Write out the data below verbatim, starting at the beginning and ending at the line that contains "x=869 y=495", with that line included. Leave the pictures out of your copy.
===== MATERIALS PROVIDED =====
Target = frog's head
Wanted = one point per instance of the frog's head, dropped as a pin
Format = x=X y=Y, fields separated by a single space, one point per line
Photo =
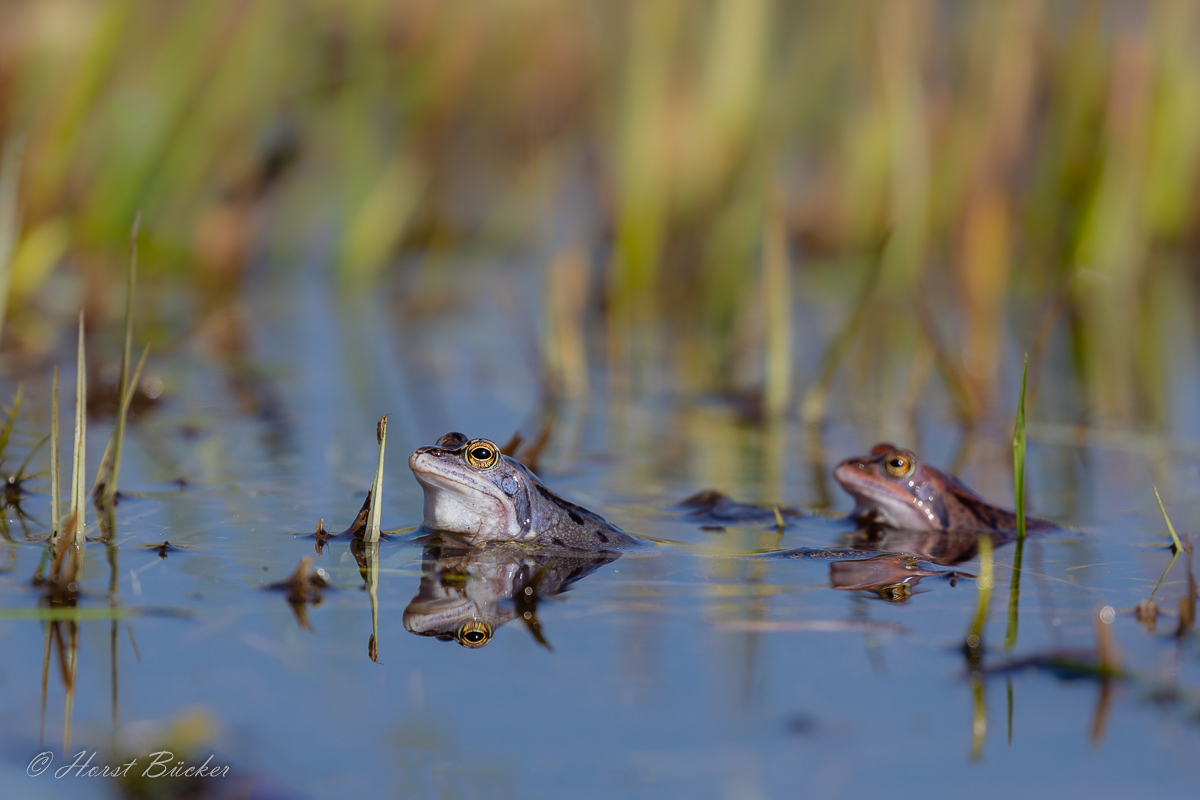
x=893 y=488
x=473 y=489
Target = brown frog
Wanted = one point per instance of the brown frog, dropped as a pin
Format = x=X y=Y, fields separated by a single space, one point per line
x=892 y=488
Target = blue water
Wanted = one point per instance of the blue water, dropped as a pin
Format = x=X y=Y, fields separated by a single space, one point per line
x=682 y=669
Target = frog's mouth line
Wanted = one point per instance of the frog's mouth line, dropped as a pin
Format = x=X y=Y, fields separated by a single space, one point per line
x=436 y=480
x=869 y=495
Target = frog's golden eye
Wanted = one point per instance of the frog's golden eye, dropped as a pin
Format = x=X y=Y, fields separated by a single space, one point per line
x=474 y=633
x=481 y=453
x=899 y=464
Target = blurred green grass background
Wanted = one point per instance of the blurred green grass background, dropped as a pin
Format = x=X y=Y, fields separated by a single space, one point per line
x=966 y=180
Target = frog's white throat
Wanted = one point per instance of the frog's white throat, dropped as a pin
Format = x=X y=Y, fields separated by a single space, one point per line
x=463 y=504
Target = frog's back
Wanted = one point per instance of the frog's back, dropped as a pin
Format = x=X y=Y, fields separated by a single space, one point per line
x=562 y=523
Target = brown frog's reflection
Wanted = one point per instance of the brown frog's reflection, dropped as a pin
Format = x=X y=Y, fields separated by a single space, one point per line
x=905 y=558
x=467 y=593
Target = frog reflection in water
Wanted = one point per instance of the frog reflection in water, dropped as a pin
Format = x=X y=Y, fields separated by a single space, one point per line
x=467 y=593
x=475 y=492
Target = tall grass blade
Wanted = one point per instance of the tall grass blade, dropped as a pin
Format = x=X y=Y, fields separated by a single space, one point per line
x=1019 y=455
x=109 y=469
x=78 y=494
x=106 y=476
x=1175 y=537
x=777 y=300
x=55 y=487
x=984 y=583
x=814 y=405
x=10 y=216
x=1014 y=597
x=372 y=531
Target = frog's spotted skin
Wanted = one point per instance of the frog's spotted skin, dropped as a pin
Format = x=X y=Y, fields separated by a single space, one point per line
x=478 y=493
x=893 y=488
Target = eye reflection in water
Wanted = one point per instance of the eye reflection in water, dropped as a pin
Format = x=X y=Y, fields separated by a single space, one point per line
x=468 y=593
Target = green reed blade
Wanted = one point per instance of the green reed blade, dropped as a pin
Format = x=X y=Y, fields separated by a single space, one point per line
x=55 y=488
x=10 y=215
x=1170 y=528
x=1175 y=537
x=78 y=499
x=1019 y=455
x=984 y=583
x=126 y=386
x=372 y=531
x=1014 y=597
x=109 y=465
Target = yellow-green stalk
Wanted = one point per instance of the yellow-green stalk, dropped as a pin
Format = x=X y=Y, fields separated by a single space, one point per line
=====
EXPECTED OUTPUT »
Target = frog's head
Wanted = one point per instance of the frog's head, dropped as a pin
Format = x=X y=Y, fields separated by a single space, one point per line
Photo =
x=893 y=488
x=473 y=489
Target = brown frog
Wanted = one point per instance of the brown frog, dropped as a pin
Format = x=X y=Y, fields separated by a single space, one point per line
x=892 y=488
Target = blue water
Wanted = one point per instance of the blue water, dropped as a pin
Format = x=X y=Y, fields separated by a single space, one point per line
x=682 y=669
Target = frog's mouth line
Wanted = one point per instance of the frog's mouth line, dropped as a pin
Format = x=X y=Y, fields separated by a single space, one point per line
x=436 y=480
x=869 y=495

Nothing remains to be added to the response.